> [OBJECTIVE]: Reproduce every one of the lines below word for word, without changing or omitting anything.

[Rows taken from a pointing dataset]
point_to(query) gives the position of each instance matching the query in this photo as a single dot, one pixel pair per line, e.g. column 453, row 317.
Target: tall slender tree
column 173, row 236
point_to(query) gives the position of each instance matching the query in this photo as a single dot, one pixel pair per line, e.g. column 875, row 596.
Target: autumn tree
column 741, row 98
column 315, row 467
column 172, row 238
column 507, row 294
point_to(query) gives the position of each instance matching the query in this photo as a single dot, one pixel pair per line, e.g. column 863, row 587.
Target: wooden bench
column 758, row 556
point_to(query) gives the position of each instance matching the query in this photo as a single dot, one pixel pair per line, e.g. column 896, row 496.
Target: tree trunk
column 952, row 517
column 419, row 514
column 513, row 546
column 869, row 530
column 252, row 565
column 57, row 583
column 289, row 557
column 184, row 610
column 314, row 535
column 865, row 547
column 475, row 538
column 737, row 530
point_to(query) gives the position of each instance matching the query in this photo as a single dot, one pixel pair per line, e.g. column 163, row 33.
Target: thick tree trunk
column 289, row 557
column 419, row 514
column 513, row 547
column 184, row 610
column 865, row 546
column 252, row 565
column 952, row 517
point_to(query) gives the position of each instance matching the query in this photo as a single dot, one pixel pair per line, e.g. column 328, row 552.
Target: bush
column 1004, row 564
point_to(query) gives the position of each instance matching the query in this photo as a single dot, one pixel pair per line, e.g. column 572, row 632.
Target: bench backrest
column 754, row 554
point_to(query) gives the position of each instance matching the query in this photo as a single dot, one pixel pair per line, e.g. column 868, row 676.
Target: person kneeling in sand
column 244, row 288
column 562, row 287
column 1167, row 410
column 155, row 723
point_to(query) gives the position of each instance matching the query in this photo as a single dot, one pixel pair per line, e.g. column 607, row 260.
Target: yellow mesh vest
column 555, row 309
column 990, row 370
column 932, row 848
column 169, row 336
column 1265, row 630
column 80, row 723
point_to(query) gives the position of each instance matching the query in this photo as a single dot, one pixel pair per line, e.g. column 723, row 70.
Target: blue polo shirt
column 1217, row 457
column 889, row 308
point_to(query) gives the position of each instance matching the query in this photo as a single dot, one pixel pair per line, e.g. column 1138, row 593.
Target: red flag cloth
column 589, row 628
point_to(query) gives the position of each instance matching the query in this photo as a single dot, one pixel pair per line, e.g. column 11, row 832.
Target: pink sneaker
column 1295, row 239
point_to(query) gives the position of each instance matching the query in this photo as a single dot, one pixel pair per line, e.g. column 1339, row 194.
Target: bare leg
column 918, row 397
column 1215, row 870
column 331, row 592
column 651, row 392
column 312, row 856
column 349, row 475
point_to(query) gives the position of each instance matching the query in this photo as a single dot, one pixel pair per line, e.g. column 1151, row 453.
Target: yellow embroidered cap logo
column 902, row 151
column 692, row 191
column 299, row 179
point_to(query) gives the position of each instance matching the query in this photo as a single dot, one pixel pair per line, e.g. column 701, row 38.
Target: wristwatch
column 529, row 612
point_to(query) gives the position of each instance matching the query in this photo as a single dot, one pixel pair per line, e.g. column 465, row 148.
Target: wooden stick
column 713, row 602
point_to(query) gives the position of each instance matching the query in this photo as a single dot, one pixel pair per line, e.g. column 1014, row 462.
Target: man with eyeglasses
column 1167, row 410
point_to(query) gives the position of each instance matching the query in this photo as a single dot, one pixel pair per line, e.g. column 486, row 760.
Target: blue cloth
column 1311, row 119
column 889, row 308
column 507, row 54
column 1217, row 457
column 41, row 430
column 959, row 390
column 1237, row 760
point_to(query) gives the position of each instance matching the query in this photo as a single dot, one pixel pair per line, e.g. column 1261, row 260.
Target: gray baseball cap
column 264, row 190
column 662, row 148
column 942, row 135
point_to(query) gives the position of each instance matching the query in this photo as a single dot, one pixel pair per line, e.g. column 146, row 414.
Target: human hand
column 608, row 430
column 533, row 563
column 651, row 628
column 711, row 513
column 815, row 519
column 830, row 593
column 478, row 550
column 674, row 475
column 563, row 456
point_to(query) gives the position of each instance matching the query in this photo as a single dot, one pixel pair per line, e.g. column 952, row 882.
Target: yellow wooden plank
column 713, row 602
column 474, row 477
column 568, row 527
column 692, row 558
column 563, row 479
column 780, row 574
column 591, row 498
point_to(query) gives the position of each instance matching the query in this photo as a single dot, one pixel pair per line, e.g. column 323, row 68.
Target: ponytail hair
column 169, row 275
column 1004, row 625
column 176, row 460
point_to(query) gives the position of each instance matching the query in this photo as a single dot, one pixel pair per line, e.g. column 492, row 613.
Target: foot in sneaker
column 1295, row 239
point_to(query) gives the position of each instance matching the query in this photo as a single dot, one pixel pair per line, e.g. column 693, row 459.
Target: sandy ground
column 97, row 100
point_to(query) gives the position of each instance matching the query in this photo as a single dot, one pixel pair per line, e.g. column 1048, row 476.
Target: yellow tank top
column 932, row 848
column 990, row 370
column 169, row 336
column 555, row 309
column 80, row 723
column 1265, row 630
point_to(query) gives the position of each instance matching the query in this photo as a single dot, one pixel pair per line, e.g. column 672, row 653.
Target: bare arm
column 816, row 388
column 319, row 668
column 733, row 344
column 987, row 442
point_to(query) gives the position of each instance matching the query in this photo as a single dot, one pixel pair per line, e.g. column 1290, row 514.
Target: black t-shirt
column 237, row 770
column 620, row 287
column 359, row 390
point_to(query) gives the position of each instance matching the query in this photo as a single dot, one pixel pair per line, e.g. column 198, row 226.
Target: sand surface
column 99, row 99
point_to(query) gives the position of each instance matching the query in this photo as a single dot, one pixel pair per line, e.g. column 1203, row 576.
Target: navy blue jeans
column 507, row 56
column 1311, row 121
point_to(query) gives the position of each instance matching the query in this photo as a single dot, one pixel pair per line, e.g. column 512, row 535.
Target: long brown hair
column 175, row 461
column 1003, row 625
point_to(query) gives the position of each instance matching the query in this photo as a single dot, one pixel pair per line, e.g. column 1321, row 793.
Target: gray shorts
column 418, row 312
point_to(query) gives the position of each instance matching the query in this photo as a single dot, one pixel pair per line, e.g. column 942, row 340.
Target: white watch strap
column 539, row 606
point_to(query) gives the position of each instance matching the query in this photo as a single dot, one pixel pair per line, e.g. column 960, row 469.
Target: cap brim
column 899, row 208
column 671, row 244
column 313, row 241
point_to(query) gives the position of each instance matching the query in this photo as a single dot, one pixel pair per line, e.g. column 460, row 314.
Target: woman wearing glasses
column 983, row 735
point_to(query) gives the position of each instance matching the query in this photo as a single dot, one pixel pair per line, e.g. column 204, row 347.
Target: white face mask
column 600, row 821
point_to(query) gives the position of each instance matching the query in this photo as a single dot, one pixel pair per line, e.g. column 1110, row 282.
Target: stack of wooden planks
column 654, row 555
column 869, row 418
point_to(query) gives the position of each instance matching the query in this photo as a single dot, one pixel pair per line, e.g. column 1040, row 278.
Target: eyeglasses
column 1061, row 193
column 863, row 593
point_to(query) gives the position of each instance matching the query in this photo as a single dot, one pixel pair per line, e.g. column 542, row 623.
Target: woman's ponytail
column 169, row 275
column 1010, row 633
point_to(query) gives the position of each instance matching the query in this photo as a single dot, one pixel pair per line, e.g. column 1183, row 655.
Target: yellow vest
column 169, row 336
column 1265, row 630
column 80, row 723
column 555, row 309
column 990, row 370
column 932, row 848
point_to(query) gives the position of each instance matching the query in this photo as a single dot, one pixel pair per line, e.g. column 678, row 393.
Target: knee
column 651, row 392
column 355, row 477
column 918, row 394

> [CORRECT RESPONSE]:
point_to(query) gives the position of each instance matching the query in this photo as a single dot, one pixel pair per line, e.g. column 453, row 317.
Target: tall slender tree
column 173, row 236
point_to(query) gives the position of each instance matching the query in this photo as a single dot, one pixel pair per line, e.g. column 875, row 596.
Target: autumn tree
column 741, row 98
column 315, row 467
column 172, row 238
column 507, row 294
point_to(query) gives the position of each instance matching the query in this photo as a single dot, one pixel pair per line, e.g. column 863, row 587.
Target: wooden bench
column 758, row 556
point_to(query) gives the position of each instance matching the query in this photo as a single dot, one pixel pair per line, e.g. column 896, row 496.
Target: tree trunk
column 952, row 517
column 419, row 514
column 513, row 546
column 869, row 530
column 252, row 565
column 57, row 583
column 289, row 557
column 184, row 610
column 314, row 535
column 865, row 547
column 475, row 538
column 737, row 530
point_to(query) gives the position of each instance matching the query in this photo as a single dot, one pixel pair per line, e.g. column 163, row 33.
Target: thick tree trunk
column 289, row 557
column 419, row 514
column 513, row 547
column 184, row 610
column 865, row 546
column 252, row 565
column 952, row 517
point_to(query) gives the position of each instance matching the query in this photo as a single dot, one pixel pair per line, e.g. column 328, row 552.
Target: bush
column 1004, row 564
point_to(query) gives the position of each instance matching the query in this photo as a single dot, one pixel pair per line, e.g. column 572, row 632.
Target: bench backrest
column 754, row 554
point_to(query) gives the position of each instance matching the query in this photo as a single dot, one pixel pair per line, e.g. column 868, row 676.
Target: person kneeling in sand
column 244, row 288
column 562, row 287
column 1167, row 410
column 155, row 723
point_to(query) gives the position of each instance matching the query in this photo as a single dot, one pixel pair per line, e.g. column 607, row 260.
Target: yellow mesh vest
column 555, row 309
column 990, row 370
column 932, row 848
column 169, row 336
column 1265, row 630
column 80, row 723
point_to(query) gives the position of each instance matching the query in this photo as a single dot, one pixel pair per line, e.g. column 723, row 70.
Target: blue polo shirt
column 1217, row 457
column 889, row 308
point_to(query) gives the position of each instance matching the query in this photo as a single dot, one pixel pair per line, e.g. column 1138, row 593.
Target: red flag cloth
column 589, row 628
point_to(query) gives the position of each instance matching the query in this photo as a single dot, one pixel pair per line, e.g. column 11, row 832.
Target: pink sneaker
column 1295, row 239
point_to(query) gives the position of each instance matching the query in this photo as a single dot, one pixel pair per line, e.g. column 1339, row 194.
Target: bare leg
column 918, row 397
column 1215, row 870
column 331, row 592
column 651, row 392
column 312, row 856
column 349, row 475
point_to(query) gives the position of each instance matching the query in this photo as a single dot, one pixel pair per line, e.g. column 1151, row 453.
Target: yellow embroidered cap logo
column 902, row 151
column 692, row 191
column 299, row 179
point_to(query) gives the position of each instance matching the query in this photo as a single dot, one pixel pair per line, e.g. column 701, row 38.
Target: wristwatch
column 529, row 612
point_to(query) gives the position of each instance matching the query in this photo as a single dot, one pixel pair per line, e.g. column 465, row 148.
Target: wooden stick
column 713, row 602
point_to(query) gives the position of each instance matching the query in this photo as a single dot, one pixel pair per line, e.g. column 1014, row 462.
Target: man with eyeglasses
column 1167, row 410
point_to(query) gives the position of each instance matching the query in this photo as a single dot, one pixel pair per line, e.g. column 486, row 760.
Target: blue cloth
column 1311, row 119
column 889, row 308
column 507, row 54
column 1217, row 457
column 41, row 430
column 959, row 390
column 1237, row 760
point_to(query) gives the position of each instance matching the query in this photo as a single dot, one pixel pair per line, e.g. column 1261, row 260.
Target: gray baseball cap
column 264, row 190
column 662, row 148
column 942, row 135
point_to(query) gives the position of each instance matching the query in this photo as a single dot, one pixel pair per line, e.g. column 146, row 414.
Target: human hand
column 608, row 430
column 533, row 563
column 651, row 628
column 711, row 513
column 815, row 519
column 830, row 593
column 478, row 550
column 674, row 475
column 563, row 456
point_to(query) gives the position of each instance matching the query in this photo as a single dot, one pixel pair per line, e.g. column 952, row 882.
Target: yellow wooden plank
column 713, row 602
column 474, row 477
column 568, row 527
column 692, row 558
column 563, row 479
column 780, row 574
column 591, row 498
point_to(query) gives the position of each instance matching the query in this photo as a single dot, one pixel pair per line, e.g. column 323, row 68.
Target: ponytail hair
column 169, row 275
column 1004, row 625
column 176, row 460
point_to(query) gives the position of each instance matching the query in this photo as a single dot, one pixel pair per line, e.g. column 492, row 613.
Target: foot in sneaker
column 1295, row 239
point_to(query) gives the position of each instance matching the query in this photo as a single dot, one pixel pair per line, e.g. column 693, row 459.
Target: sandy ground
column 97, row 100
point_to(query) gives the position of each instance matching the query in this photo as a single dot, one pixel pair per line, e.g. column 1048, row 476.
Target: yellow tank top
column 932, row 848
column 990, row 370
column 169, row 336
column 555, row 309
column 80, row 723
column 1265, row 630
point_to(query) gives the position of each instance matching the query in this photo as a single dot, one pixel pair per line, e.g. column 672, row 653.
Target: bare arm
column 816, row 388
column 319, row 668
column 733, row 344
column 987, row 442
point_to(query) gives the position of each instance matching the query in this photo as a single dot, one pixel pair per line, e.g. column 1290, row 514.
Target: black t-shirt
column 237, row 770
column 620, row 287
column 359, row 390
point_to(query) gives the position of each instance matching the query in this photo as a single dot, one pixel pair per line, e.g. column 198, row 226.
Target: sand surface
column 99, row 99
point_to(query) gives the position of each instance matching the query in this photo as a single dot, one pixel pair per line, e.g. column 1203, row 576.
Target: navy blue jeans
column 507, row 56
column 1311, row 121
point_to(query) gives the position of each instance matching the query in this photo as a single dot, one pixel pair per line, e.g. column 512, row 535.
Target: long brown hair
column 175, row 461
column 1003, row 625
point_to(query) gives the position of each instance matching the query in this photo as a single dot, one pixel pair per line, e.g. column 1321, row 793.
Target: gray shorts
column 418, row 312
point_to(query) gives the position of each instance matching the query in this photo as a single dot, one pixel pair per line, e.g. column 942, row 340.
Target: white watch strap
column 539, row 606
point_to(query) gives the position of each instance matching the query in this photo as a single dot, one pixel pair per line, e.g. column 960, row 469.
Target: cap brim
column 899, row 208
column 671, row 244
column 313, row 241
point_to(query) gives the position of each instance matching the query in this photo as a single dot, one pixel pair per line, e.g. column 460, row 314.
Target: woman wearing glasses
column 983, row 735
point_to(query) gives the position of each instance matching the query in this photo as a single dot, one pixel pair per line, e.g. column 204, row 347.
Target: white face mask
column 600, row 821
point_to(query) gives the position of each instance matching the query in this photo as a single dot, one pixel pair per line, e.g. column 1110, row 282.
Target: stack of wooden planks
column 654, row 555
column 869, row 418
point_to(query) gives the position of each instance matching the query in this photo as a single dot, one pixel pair per line, e.g. column 1040, row 278.
Target: eyeglasses
column 1061, row 193
column 863, row 593
point_to(query) gives the position of each instance matching the query in this photo as a single dot, one pixel pair per line, e.g. column 542, row 623.
Target: woman's ponytail
column 169, row 275
column 1010, row 633
point_to(query) gives the position of each instance matching the query in this photo as a single dot, one pixel pair per line, e.g. column 1183, row 655.
Target: yellow vest
column 169, row 336
column 1265, row 630
column 80, row 723
column 555, row 309
column 990, row 370
column 932, row 848
point_to(query) gives the position of each instance matching the query in this photo as a single dot, one pixel pair per line, e.g. column 678, row 393.
Target: knee
column 651, row 392
column 355, row 477
column 918, row 394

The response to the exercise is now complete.